**EXERCISE:** Pick out each line in the records below that contains the word "face", and copy every such line.

(Rows from a box labeling dataset)

>>>

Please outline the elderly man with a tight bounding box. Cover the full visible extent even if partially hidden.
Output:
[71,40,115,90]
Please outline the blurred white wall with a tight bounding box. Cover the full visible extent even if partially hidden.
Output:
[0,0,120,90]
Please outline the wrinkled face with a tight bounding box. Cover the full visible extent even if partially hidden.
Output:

<<<
>>>

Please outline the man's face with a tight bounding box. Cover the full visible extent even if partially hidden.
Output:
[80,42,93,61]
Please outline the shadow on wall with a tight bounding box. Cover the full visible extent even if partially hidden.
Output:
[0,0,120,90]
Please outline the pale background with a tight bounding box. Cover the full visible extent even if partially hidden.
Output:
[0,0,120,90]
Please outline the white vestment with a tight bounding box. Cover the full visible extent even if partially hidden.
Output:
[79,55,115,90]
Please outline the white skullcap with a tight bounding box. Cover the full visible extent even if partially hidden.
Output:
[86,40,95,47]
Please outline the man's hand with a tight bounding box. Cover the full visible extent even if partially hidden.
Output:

<<<

**TASK RESPONSE:**
Please outline the wrinkled face with a tight bounding box. Cover the full visible extent even if partially hidden.
Please outline the man's face with a tight bounding box. Cover the full visible extent even if partially hidden.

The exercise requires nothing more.